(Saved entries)
┌────────
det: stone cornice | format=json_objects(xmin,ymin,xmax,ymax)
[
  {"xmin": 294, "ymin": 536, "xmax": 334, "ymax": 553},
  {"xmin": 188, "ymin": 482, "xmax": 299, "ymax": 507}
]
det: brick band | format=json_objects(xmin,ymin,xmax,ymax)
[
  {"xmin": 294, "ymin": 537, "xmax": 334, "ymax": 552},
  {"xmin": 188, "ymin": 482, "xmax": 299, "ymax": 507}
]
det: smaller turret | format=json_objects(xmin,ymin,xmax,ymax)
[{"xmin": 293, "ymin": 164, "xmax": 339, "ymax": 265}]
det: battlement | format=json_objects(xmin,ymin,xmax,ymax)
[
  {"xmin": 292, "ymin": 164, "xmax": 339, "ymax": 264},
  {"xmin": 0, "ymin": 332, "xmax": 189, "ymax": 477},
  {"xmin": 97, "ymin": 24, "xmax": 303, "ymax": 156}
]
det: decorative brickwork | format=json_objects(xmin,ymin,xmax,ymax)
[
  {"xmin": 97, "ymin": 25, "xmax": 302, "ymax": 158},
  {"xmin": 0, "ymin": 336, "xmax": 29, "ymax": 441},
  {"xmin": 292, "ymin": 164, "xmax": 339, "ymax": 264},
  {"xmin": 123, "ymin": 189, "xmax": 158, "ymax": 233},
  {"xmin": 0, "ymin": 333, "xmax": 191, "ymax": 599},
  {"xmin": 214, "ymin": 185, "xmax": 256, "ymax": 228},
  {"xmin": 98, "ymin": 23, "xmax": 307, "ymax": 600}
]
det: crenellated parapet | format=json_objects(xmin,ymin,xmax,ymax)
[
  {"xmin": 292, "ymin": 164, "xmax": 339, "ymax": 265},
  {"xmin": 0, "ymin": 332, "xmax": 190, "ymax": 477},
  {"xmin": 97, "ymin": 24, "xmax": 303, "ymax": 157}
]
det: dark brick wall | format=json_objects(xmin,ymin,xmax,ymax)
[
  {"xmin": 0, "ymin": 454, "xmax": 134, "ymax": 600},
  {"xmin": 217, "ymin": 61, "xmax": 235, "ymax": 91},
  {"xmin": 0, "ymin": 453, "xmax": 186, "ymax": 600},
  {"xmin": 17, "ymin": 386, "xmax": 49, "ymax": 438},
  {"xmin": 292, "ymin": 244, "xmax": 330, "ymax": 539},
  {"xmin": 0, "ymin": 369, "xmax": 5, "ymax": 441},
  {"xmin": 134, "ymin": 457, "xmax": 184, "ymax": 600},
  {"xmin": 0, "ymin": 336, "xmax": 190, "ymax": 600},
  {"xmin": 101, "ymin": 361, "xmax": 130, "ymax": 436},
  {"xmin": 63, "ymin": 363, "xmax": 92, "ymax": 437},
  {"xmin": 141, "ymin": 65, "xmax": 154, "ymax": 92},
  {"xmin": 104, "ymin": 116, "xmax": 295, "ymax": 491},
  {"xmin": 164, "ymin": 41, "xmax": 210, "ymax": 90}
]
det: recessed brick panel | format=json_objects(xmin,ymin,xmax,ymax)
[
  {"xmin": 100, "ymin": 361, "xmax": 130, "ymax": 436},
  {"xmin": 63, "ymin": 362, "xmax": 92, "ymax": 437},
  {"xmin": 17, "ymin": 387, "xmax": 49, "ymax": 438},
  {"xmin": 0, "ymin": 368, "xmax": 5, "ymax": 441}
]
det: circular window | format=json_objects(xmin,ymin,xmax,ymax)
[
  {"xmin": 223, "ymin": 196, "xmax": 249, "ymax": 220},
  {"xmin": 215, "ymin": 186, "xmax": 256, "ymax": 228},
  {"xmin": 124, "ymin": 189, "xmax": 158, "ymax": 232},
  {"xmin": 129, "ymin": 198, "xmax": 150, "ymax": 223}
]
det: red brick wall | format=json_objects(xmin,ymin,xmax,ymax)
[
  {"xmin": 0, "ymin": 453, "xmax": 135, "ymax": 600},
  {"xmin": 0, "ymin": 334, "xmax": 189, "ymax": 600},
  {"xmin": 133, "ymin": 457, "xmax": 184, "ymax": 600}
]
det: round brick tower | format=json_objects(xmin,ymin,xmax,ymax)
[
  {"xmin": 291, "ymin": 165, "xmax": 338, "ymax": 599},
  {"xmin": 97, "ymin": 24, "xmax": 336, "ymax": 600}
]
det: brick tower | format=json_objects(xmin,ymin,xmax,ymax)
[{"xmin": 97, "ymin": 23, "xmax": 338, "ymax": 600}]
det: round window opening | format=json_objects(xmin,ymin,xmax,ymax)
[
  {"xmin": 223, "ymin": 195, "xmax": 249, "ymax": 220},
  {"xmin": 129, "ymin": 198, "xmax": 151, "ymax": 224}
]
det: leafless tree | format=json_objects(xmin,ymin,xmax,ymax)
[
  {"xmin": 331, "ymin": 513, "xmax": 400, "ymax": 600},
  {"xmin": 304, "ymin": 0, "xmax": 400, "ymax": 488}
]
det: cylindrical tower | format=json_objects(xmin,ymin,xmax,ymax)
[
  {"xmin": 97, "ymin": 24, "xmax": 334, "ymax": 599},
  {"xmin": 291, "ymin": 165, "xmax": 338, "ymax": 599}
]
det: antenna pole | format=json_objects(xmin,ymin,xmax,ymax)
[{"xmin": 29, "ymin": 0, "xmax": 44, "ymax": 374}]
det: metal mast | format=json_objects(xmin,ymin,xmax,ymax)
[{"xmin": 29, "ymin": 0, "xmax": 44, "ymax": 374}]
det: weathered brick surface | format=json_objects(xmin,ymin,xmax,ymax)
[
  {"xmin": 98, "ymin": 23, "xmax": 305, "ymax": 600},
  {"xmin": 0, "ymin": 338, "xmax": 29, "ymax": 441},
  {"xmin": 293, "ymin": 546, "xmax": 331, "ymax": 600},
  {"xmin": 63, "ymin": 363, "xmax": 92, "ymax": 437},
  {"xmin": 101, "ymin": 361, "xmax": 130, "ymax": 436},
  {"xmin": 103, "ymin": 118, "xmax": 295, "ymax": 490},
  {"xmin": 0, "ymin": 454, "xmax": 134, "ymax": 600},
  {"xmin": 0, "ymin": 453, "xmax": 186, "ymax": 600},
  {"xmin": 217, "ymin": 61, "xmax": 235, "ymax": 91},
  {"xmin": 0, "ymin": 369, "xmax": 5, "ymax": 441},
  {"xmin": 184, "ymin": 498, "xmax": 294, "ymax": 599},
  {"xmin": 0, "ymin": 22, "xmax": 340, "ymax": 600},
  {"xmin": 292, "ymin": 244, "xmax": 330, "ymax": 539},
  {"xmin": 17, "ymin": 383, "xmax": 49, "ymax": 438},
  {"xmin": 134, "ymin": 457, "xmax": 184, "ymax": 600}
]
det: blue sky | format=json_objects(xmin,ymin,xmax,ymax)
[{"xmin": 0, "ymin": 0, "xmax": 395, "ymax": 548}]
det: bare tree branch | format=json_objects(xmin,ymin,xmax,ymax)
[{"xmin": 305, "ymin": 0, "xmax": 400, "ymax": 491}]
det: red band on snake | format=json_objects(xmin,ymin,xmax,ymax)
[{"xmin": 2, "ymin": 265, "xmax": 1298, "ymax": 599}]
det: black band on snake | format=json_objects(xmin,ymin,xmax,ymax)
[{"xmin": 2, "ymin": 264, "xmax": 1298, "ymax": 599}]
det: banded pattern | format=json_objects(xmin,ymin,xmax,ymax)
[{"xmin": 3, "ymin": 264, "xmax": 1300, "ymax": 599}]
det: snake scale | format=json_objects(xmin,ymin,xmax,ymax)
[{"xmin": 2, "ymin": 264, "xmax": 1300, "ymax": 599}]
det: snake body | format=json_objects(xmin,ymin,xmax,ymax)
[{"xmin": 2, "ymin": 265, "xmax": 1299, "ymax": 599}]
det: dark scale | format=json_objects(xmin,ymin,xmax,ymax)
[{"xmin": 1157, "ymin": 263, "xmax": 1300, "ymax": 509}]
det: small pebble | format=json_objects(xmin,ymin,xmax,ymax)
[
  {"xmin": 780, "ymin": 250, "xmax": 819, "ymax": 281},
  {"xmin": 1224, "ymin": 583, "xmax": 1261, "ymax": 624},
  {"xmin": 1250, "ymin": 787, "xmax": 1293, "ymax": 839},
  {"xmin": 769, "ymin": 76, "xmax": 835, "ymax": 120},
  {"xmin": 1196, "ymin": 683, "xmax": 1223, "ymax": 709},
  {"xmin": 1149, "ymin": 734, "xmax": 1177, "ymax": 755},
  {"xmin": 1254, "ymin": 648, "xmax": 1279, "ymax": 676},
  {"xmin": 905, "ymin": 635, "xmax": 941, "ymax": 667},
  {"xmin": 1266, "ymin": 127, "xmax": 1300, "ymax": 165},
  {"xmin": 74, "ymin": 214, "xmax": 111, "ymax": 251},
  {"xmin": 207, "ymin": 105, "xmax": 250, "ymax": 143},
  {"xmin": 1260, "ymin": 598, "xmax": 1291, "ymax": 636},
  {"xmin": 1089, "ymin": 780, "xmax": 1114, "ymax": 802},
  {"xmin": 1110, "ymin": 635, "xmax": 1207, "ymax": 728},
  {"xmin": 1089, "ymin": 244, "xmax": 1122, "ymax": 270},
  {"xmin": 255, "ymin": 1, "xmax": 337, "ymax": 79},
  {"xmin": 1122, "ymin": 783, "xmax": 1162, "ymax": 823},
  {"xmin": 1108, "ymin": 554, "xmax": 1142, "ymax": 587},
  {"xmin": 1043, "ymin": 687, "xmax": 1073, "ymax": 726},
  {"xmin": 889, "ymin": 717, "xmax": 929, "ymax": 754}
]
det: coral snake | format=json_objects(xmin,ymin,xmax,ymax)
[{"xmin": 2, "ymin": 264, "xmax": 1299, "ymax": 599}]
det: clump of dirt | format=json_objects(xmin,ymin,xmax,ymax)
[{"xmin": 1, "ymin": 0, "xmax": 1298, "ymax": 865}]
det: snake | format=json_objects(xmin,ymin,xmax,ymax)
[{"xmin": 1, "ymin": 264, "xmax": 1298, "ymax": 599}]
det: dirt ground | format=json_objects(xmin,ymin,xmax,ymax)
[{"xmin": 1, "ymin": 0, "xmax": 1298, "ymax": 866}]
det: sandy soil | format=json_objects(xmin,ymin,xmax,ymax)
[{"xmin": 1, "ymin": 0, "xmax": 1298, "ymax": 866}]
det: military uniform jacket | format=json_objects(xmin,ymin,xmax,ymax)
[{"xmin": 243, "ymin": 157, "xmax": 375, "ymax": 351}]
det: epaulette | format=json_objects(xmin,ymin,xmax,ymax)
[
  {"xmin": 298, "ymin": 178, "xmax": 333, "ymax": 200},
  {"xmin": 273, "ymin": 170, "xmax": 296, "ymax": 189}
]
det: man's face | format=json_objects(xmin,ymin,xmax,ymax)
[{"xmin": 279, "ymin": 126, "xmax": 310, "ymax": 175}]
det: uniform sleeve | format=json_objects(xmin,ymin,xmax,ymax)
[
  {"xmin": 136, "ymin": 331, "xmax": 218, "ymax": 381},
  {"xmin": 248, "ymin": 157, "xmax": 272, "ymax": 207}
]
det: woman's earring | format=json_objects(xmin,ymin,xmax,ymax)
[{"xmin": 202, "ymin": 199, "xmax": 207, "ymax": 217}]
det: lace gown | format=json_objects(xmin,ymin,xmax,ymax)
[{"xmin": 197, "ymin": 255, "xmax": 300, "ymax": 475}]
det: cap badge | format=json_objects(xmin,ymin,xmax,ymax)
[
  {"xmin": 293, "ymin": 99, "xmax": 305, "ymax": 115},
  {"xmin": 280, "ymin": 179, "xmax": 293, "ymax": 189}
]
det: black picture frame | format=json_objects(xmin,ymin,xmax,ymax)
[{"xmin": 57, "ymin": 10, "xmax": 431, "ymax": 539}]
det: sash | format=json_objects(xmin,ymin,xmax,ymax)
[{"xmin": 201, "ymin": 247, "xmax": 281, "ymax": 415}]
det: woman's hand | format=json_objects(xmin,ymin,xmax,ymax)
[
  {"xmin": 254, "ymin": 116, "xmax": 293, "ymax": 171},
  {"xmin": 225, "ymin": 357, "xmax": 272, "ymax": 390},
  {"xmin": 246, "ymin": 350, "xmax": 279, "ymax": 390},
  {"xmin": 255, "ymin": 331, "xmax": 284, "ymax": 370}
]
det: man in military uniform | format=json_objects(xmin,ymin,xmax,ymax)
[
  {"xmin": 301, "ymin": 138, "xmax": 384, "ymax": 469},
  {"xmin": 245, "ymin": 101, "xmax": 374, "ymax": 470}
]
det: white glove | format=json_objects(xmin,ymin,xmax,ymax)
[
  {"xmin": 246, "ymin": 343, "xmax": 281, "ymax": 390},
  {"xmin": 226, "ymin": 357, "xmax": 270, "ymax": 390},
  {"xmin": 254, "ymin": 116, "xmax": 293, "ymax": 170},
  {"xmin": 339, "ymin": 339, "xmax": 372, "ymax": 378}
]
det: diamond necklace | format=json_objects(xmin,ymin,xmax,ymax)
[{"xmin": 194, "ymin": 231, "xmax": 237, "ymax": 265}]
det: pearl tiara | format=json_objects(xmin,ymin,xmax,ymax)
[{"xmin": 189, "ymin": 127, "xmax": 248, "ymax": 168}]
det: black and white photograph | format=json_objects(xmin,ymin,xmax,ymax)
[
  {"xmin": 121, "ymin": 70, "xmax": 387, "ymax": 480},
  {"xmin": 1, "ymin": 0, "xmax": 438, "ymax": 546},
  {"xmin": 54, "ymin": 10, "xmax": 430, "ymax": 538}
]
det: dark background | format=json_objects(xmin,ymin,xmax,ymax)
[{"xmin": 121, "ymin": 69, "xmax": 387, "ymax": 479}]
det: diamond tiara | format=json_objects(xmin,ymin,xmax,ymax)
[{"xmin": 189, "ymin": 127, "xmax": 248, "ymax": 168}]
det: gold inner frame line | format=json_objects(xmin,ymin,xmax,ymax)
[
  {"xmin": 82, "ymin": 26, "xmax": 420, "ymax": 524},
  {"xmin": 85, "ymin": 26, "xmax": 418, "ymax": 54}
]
└────────
** TASK REQUIREMENTS **
Your answer must consist only of the lines from the one containing "det: diamond tiara" through the last line of the data above, both included, exactly as written.

** RESPONSE AREA **
det: diamond tiara | format=json_objects(xmin,ymin,xmax,ymax)
[{"xmin": 189, "ymin": 127, "xmax": 248, "ymax": 168}]
det: gold inner frame line | format=json_objects(xmin,ymin,xmax,ymax)
[
  {"xmin": 82, "ymin": 26, "xmax": 420, "ymax": 524},
  {"xmin": 85, "ymin": 26, "xmax": 418, "ymax": 54}
]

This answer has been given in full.